Passage given |
[BEGIN]
Well if you are going to buy the cheap TV you need the $800 S3 to do a good job scaling your SD up to 1080i for you.


----------



## b_scott (Nov 27, 2006)

i would definitely buy one for $399


----------



## Amnesia (Jan 30, 2005)

How about $99?


----------



## Fofer (Oct 29, 2000)

I'd buy that for a dollar!


----------



## Kablemodem (May 26, 2001)

Buy that DVR!


----------



## ChuckyBox (Oct 3, 2005)

Umbrous said:


> They missed the boat already in my opinion, HD tv's starting around Xmas were really cheap and have only gotten cheaper. You can buy a 32 inch HDTV for like 600 to 800 bucks on the low end, and there is no way a DVR should cost as much or more than your HDTV.


Why? You can buy a receiver that costs a lot less or a lot more than an HDTV. The same is true of amps, speakers, media cabinets, remote controls, lighting controls, speaker cables, etc. Not everyone has your particular set of values. Some people pay $1000 for a power cord for their amp.

TiVo wanted to make a premium product, and that's what they did.



> Tivo should have been selling S3's around Xmas for about 300 bucks with a 3 year committment, I think they would have sold alot of them.


Yes, they would have sold a lot of them. And they would have lost money on every single one -- money they would never recover. It would be simpler to just set fire to a big pile of hundred dollar bills.
[END]
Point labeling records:
[BEGIN]
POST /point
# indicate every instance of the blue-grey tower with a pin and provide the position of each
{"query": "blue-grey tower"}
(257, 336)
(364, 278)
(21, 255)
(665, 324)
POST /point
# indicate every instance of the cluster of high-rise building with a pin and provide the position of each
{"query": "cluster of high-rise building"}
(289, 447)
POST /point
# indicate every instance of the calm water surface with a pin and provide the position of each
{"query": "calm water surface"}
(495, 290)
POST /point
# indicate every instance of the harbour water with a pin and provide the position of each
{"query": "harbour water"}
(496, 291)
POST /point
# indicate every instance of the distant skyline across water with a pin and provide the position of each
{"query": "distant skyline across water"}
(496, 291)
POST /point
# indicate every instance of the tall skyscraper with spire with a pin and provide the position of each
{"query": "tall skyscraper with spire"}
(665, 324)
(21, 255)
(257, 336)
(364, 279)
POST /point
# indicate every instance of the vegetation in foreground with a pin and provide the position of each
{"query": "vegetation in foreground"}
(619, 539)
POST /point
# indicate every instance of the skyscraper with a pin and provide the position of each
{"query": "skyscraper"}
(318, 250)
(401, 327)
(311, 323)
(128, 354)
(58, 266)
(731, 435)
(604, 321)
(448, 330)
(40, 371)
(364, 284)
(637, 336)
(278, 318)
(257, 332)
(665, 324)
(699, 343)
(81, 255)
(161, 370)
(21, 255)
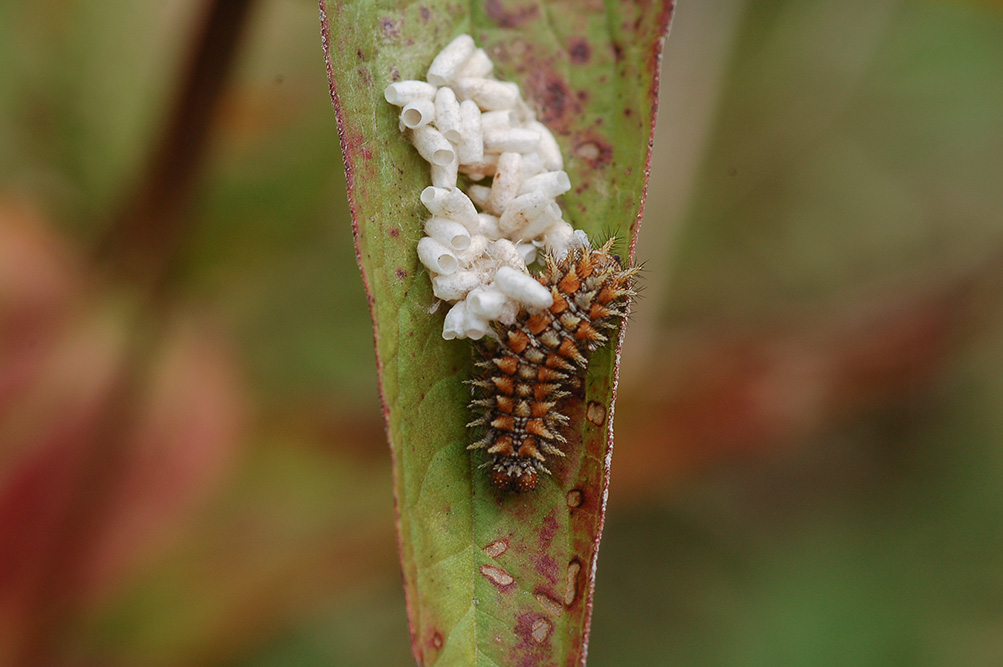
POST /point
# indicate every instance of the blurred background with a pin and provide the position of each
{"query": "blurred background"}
(809, 431)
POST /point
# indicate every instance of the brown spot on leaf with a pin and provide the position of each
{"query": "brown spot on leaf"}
(549, 604)
(596, 413)
(496, 548)
(500, 579)
(365, 75)
(510, 18)
(390, 28)
(571, 587)
(579, 50)
(541, 630)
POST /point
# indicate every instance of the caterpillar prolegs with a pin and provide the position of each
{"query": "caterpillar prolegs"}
(528, 369)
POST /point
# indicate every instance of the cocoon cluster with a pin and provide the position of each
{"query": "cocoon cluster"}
(478, 243)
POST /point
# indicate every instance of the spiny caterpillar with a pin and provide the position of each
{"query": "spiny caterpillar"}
(529, 368)
(534, 334)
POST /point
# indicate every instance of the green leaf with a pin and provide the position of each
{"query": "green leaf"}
(490, 579)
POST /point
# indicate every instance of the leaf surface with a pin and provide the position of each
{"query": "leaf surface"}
(490, 579)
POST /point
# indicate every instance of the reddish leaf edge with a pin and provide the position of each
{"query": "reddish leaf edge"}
(325, 31)
(665, 22)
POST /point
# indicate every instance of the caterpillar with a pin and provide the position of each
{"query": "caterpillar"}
(529, 369)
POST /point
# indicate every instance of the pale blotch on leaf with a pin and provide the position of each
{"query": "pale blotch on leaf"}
(496, 575)
(496, 548)
(571, 591)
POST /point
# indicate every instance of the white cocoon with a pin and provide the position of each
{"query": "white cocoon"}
(487, 93)
(449, 59)
(488, 226)
(455, 286)
(528, 251)
(474, 327)
(474, 252)
(557, 238)
(480, 196)
(432, 145)
(417, 112)
(470, 146)
(523, 288)
(533, 164)
(451, 204)
(455, 320)
(549, 184)
(401, 92)
(487, 303)
(506, 253)
(449, 233)
(436, 257)
(548, 147)
(447, 113)
(522, 211)
(516, 139)
(495, 119)
(508, 177)
(444, 176)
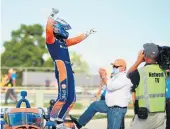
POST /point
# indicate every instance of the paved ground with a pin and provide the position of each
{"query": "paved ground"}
(102, 124)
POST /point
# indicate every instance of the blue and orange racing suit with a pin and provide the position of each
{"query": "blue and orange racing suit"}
(58, 50)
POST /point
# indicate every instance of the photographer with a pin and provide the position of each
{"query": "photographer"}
(149, 84)
(116, 99)
(168, 100)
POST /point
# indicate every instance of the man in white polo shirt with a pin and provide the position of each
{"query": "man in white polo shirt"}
(117, 98)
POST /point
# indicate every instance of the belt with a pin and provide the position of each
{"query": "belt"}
(117, 107)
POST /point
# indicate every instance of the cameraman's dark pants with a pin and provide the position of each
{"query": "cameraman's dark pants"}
(168, 113)
(123, 124)
(123, 120)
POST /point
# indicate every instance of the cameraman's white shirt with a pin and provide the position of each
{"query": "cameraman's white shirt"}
(118, 90)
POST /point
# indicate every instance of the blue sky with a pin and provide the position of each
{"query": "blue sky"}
(123, 26)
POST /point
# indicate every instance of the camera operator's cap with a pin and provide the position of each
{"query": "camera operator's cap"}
(151, 50)
(119, 62)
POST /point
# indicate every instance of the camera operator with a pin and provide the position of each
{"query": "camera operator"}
(149, 83)
(168, 100)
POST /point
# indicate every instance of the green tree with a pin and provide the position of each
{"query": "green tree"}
(26, 47)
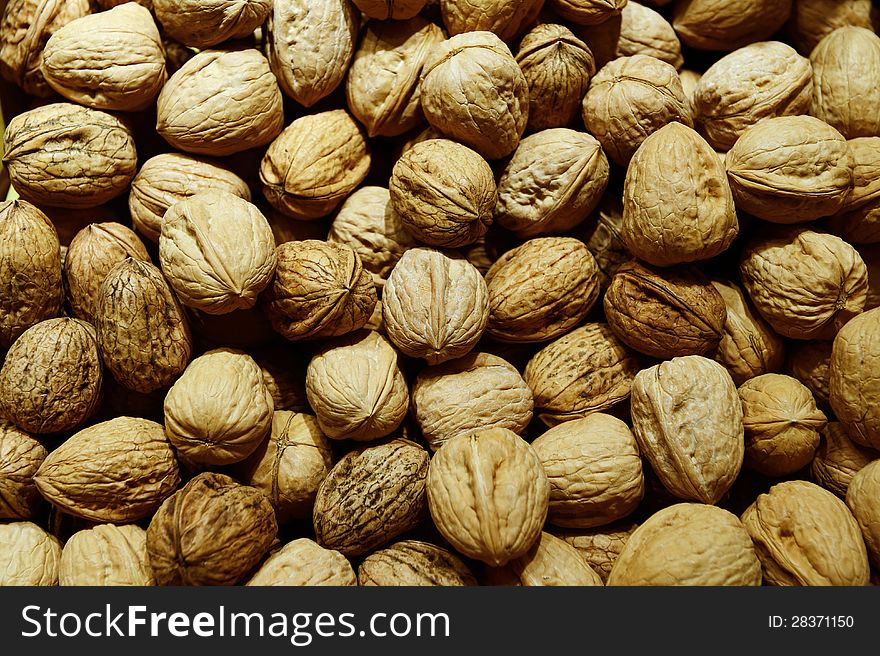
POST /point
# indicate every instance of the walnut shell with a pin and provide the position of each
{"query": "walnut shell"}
(804, 535)
(106, 555)
(64, 155)
(219, 103)
(688, 544)
(488, 495)
(688, 421)
(30, 269)
(212, 531)
(116, 471)
(371, 496)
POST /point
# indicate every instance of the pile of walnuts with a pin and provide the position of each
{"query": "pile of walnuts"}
(450, 292)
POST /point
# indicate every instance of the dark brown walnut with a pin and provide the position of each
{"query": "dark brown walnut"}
(320, 289)
(665, 313)
(382, 86)
(558, 67)
(30, 269)
(20, 457)
(414, 563)
(52, 376)
(219, 103)
(64, 155)
(553, 181)
(116, 471)
(541, 289)
(443, 192)
(371, 496)
(316, 162)
(143, 333)
(587, 370)
(92, 253)
(204, 23)
(212, 531)
(24, 30)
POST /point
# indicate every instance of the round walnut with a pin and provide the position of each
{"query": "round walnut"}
(304, 562)
(782, 424)
(629, 99)
(220, 102)
(30, 269)
(112, 60)
(846, 64)
(806, 284)
(688, 544)
(51, 379)
(170, 177)
(594, 469)
(557, 67)
(371, 496)
(443, 192)
(316, 162)
(553, 182)
(219, 410)
(65, 155)
(106, 555)
(320, 290)
(474, 91)
(804, 535)
(28, 555)
(677, 203)
(435, 306)
(117, 471)
(488, 495)
(212, 531)
(688, 421)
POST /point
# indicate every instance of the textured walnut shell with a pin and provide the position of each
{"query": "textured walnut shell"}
(170, 177)
(688, 544)
(220, 102)
(64, 155)
(106, 555)
(304, 562)
(205, 23)
(219, 410)
(371, 496)
(320, 290)
(435, 306)
(781, 424)
(806, 284)
(310, 46)
(846, 64)
(51, 378)
(790, 169)
(541, 289)
(679, 212)
(443, 192)
(30, 269)
(553, 181)
(28, 555)
(488, 495)
(114, 471)
(92, 254)
(112, 60)
(212, 531)
(804, 535)
(629, 99)
(688, 421)
(474, 92)
(594, 470)
(314, 164)
(587, 370)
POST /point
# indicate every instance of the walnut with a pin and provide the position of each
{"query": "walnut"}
(64, 155)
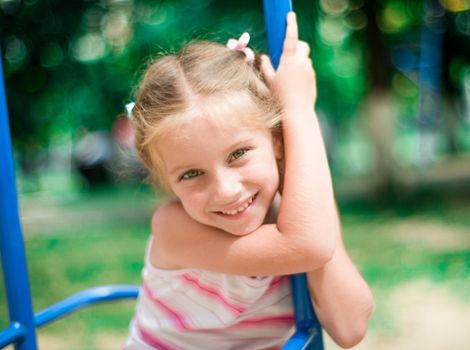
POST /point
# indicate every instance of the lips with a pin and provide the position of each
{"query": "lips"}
(241, 208)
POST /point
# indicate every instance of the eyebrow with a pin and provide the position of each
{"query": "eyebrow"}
(179, 169)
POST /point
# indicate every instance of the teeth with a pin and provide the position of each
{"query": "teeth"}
(240, 209)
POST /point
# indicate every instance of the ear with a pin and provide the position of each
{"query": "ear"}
(278, 146)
[END]
Set of tasks |
a) Repeat the entire forum thread about TiVo pricing word for word.
b) Report every line of the records that contains the word "polo".
These records are unrelated to the forum thread.

Final answers |
a)
Well if you are going to buy the cheap TV you need the $800 S3 to do a good job scaling your SD up to 1080i for you.


----------



## b_scott (Nov 27, 2006)

i would definitely buy one for $399


----------



## Amnesia (Jan 30, 2005)

How about $99?


----------



## Fofer (Oct 29, 2000)

I'd buy that for a dollar!


----------



## Kablemodem (May 26, 2001)

Buy that DVR!


----------



## ChuckyBox (Oct 3, 2005)

Umbrous said:


> They missed the boat already in my opinion, HD tv's starting around Xmas were really cheap and have only gotten cheaper. You can buy a 32 inch HDTV for like 600 to 800 bucks on the low end, and there is no way a DVR should cost as much or more than your HDTV.


Why? You can buy a receiver that costs a lot less or a lot more than an HDTV. The same is true of amps, speakers, media cabinets, remote controls, lighting controls, speaker cables, etc. Not everyone has your particular set of values. Some people pay $1000 for a power cord for their amp.

TiVo wanted to make a premium product, and that's what they did.



> Tivo should have been selling S3's around Xmas for about 300 bucks with a 3 year committment, I think they would have sold alot of them.


Yes, they would have sold a lot of them. And they would have lost money on every single one -- money they would never recover. It would be simpler to just set fire to a big pile of hundred dollar bills.

b)
# indicate every instance of the man in white polo shirt with a pin and provide the position of each
{"query": "man in white polo shirt"}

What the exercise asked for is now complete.